▸ REQUIRED TASKS
**a.** Reproduce the memoir excerpt's part that opens with the words containing "For some months, I’ve" and closes with "up painful memories).", switching "memories" to "recollections".
**b.** According to the memoir excerpt, what three things does writing help the narrator process?
**c.** Render this sentence from the memoir excerpt in Spanish: "My earliest memories are cloudy, like most of ours."
** EXCERPTED PASSAGE follows **
For some months, I’ve been writing my memories in story form. Writing is my way of processing feelings, experiences, and inspirations. I resolved to write for me alone, but somehow, I feel to share this brief story that flowed out a few days ago. If you’re interested, which you are under no obligation to be, here is a poignant growing up lesson from the ripe age of three (sorry mom, if this brings up painful memories).
Bruised, but not broken…
My earliest memories are cloudy, like most of ours. Softly mixing together with old photographs and the stories wrapped around them, told to me by my mother in moments of nostalgia. I remember my brother, loving and loyal and usually a bit too serious. I remember my mom, hugging me and holding me as moms tend to do. My dad, he was a jokester and the most fun of the bunch.
** End of EXCERPTED PASSAGE **
** RECORD EXCERPTS follows **
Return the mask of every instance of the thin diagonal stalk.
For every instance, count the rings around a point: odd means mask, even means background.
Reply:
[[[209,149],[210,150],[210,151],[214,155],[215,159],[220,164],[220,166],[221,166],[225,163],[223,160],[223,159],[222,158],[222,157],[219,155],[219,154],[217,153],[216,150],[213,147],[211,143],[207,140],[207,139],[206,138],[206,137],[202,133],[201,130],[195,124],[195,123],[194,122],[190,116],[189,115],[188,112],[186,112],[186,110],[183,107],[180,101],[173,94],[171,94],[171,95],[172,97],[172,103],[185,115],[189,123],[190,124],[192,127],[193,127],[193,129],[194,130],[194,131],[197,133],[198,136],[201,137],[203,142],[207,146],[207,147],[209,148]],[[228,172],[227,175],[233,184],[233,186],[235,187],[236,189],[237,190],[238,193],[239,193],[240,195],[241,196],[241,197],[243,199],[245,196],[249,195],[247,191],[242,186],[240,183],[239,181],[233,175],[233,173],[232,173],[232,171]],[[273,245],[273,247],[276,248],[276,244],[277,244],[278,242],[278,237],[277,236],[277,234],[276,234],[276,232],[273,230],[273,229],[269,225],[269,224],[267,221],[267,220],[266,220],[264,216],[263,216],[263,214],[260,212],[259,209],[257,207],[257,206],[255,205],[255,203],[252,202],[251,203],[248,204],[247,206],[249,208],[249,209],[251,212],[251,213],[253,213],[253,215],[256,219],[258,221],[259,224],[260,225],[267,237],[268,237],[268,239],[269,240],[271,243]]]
** End of RECORD EXCERPTS **
** RECORD EXCERPTS follows **
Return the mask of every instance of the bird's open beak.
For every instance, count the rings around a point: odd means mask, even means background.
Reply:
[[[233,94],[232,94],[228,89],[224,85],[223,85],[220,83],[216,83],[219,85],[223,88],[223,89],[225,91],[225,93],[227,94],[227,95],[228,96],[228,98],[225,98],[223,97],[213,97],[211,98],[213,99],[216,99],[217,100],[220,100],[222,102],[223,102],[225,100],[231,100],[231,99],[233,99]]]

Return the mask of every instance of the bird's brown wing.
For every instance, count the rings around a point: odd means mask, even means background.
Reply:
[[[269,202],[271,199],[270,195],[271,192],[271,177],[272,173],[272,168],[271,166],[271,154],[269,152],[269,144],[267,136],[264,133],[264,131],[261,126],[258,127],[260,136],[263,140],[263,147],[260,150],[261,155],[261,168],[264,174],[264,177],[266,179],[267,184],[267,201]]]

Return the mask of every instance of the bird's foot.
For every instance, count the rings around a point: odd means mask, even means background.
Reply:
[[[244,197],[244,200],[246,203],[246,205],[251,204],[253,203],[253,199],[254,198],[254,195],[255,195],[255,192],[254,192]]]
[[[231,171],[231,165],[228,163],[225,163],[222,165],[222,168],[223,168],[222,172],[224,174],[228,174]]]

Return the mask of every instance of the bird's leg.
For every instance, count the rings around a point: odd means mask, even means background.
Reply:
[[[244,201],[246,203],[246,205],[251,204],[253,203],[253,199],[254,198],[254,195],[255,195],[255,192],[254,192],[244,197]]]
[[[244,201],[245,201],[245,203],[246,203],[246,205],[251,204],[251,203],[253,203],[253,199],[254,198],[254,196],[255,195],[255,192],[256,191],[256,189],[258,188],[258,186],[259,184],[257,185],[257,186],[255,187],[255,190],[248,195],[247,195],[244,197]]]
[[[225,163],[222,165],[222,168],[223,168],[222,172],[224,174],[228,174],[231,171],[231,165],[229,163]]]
** End of RECORD EXCERPTS **
▸ TASK RESPONSES
**a.**
For some months, I’ve been writing my recollections in story form. Writing is my way of processing feelings, experiences, and inspirations. I resolved to write for me alone, but somehow, I feel to share this brief story that flowed out a few days ago. If you’re interested, which you are under no obligation to be, here is a poignant growing up lesson from the ripe age of three (sorry mom, if this brings up painful recollections).

**b.** Feelings, experiences, and inspirations.

**c.** Mis primeros recuerdos son borrosos, como la mayoría de los nuestros.